What you need to do
Rewrite the records below, swapping "red blouse" for "yellow dress" everywhere and keeping everything else the same. Leave the pictures out.

Dataset
━━━━━━━━
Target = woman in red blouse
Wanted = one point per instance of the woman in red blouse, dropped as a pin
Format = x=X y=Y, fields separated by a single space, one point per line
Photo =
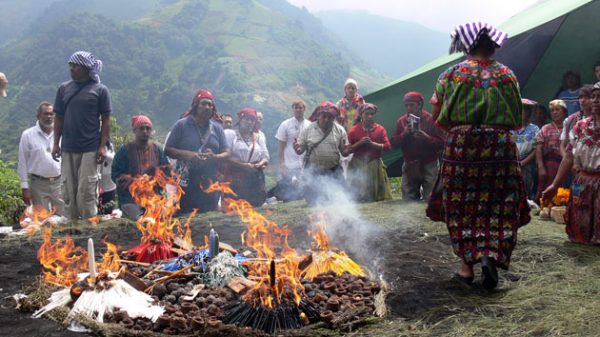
x=367 y=177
━━━━━━━━
The result
Target = woman in yellow dress
Wanted = one point per instance of the woman in yellow dress, dropped as a pin
Format = x=X y=Y, fields separated by a single space, one point per line
Photo =
x=367 y=177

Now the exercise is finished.